### Required actions
A. Decide whether each statement agrees with the passage on Carbondale, answering yes or no and quoting the words that decide it: (i) The smell of burning coal is still noticed often; (ii) Carbondale was once a mining town; (iii) The cold snap brought earlier years to mind.
B. According to the passage on Carbondale, what may newcomers today know nothing of?
C. Rewrite the passage on Carbondale, starting with "This latest cold" and going on through "a mining town.", with "mining" swapped for "railroad".

This latest cold snap was reminiscent of years gone-by. This is cold that pinches your nose and robs your breath as the snow crunches beneath your feet. It was common fare in Carbondale. With the cold came an odor so ubiquitous, if not pervasive, that it was part of our everyday life. The pungent smell of burning coal is eponymous with our township. It is now burned so rarely that I haven’t scented it in several years.
Half a century later I have come to realize that we elders retain stories, if not knowledge that was not known or conveyed to our youth. Newcomers today may know nothing of the importance of local resources to our history. Not that long ago, Carbondale was a mining town.

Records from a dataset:
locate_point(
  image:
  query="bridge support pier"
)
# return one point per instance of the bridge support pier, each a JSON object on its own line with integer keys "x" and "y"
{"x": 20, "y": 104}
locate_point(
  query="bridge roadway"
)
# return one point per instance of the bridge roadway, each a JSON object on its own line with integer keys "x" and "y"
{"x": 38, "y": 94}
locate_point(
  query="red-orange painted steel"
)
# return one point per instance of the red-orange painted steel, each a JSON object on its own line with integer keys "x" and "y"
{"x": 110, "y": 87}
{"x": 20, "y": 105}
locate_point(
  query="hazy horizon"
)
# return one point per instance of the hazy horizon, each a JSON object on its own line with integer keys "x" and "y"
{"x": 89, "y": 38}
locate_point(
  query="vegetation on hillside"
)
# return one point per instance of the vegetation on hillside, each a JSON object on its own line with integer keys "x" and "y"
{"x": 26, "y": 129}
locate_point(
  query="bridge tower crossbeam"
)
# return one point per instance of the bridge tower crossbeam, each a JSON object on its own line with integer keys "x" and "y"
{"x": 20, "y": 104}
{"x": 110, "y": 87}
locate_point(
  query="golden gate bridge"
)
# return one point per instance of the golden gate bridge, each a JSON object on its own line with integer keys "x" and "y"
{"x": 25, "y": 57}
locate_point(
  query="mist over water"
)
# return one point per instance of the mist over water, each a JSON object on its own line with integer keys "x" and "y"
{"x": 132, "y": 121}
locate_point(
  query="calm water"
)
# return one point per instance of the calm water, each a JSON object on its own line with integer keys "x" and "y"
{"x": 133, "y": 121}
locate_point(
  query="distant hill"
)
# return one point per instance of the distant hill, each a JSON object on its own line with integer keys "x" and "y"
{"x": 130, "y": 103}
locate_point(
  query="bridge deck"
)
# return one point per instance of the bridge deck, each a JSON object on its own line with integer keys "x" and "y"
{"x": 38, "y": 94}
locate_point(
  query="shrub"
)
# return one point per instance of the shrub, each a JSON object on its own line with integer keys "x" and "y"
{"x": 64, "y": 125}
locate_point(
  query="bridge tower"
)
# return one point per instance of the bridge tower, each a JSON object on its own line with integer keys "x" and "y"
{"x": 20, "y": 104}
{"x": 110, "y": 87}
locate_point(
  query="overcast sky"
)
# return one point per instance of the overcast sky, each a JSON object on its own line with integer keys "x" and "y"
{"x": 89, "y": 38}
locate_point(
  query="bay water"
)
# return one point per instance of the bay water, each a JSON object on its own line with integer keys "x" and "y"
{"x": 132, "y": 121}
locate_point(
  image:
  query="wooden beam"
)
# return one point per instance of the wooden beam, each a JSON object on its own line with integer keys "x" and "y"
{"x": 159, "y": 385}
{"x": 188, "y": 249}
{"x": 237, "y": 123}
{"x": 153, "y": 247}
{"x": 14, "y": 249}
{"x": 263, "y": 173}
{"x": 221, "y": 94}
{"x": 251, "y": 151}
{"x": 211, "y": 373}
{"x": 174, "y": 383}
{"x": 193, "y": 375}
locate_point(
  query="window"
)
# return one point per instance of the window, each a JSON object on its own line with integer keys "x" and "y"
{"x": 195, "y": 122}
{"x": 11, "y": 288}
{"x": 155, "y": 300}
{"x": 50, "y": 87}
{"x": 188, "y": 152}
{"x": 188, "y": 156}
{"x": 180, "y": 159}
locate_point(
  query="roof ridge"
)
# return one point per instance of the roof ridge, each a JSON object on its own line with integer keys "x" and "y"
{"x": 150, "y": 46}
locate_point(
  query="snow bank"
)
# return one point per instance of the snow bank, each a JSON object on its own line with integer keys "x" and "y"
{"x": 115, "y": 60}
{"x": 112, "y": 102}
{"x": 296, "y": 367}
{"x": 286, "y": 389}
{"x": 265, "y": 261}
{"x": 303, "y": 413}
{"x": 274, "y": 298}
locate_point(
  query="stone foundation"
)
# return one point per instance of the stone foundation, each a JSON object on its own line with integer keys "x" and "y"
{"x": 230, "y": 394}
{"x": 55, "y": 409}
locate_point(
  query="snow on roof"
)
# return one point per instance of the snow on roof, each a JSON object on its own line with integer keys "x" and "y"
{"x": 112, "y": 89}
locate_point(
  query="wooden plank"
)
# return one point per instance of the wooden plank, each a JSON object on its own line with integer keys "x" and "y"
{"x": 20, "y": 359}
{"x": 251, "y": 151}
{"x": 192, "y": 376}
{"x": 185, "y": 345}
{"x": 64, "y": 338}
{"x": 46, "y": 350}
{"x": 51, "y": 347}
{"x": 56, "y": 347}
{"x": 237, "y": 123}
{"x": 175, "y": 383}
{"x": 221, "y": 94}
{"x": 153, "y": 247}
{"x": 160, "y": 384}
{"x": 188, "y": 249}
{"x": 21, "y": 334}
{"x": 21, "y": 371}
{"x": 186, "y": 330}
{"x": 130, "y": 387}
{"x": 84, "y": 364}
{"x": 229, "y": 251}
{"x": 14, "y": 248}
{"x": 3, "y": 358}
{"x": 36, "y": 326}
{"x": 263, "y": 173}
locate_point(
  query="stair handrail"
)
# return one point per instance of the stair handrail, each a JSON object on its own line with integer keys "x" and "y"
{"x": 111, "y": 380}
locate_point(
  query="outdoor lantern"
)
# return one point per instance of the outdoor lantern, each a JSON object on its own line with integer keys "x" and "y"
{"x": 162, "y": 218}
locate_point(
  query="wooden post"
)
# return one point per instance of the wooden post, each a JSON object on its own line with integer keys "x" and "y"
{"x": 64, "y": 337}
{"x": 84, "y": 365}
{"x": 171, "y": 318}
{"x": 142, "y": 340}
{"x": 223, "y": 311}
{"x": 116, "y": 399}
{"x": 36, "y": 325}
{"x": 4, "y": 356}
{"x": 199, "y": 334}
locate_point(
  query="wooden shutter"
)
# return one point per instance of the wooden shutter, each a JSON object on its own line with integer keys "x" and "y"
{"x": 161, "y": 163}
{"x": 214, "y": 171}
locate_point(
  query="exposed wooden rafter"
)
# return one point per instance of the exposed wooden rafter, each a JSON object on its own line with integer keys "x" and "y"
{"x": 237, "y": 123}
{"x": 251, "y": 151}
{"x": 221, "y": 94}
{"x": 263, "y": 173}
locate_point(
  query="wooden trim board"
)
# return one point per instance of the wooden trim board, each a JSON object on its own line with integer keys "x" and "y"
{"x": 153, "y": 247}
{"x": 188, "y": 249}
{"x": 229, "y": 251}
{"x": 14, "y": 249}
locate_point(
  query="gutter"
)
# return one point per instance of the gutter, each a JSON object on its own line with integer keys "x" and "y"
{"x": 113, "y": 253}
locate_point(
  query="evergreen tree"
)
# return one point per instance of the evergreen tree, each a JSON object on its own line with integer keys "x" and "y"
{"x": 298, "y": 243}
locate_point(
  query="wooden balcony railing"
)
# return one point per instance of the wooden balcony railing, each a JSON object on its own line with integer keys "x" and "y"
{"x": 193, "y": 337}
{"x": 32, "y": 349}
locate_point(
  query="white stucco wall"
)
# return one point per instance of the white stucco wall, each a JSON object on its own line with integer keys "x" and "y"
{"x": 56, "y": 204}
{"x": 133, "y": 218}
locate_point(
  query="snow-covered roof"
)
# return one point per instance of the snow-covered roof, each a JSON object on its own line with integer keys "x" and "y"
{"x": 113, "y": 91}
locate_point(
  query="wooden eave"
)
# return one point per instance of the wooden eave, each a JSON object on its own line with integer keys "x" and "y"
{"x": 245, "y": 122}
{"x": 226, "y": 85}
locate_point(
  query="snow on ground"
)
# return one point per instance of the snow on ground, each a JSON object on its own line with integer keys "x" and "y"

### Results for each task
A.
(i) No: "It is now burned so rarely that I haven’t scented it in several years."
(ii) Yes: "Not that long ago, Carbondale was a mining town."
(iii) Yes: "This latest cold snap was reminiscent of years gone-by."

B. They may know nothing of the importance of local resources to the township's history.

C.
This latest cold snap was reminiscent of years gone-by. This is cold that pinches your nose and robs your breath as the snow crunches beneath your feet. It was common fare in Carbondale. With the cold came an odor so ubiquitous, if not pervasive, that it was part of our everyday life. The pungent smell of burning coal is eponymous with our township. It is now burned so rarely that I haven’t scented it in several years.
Half a century later I have come to realize that we elders retain stories, if not knowledge that was not known or conveyed to our youth. Newcomers today may know nothing of the importance of local resources to our history. Not that long ago, Carbondale was a railroad town.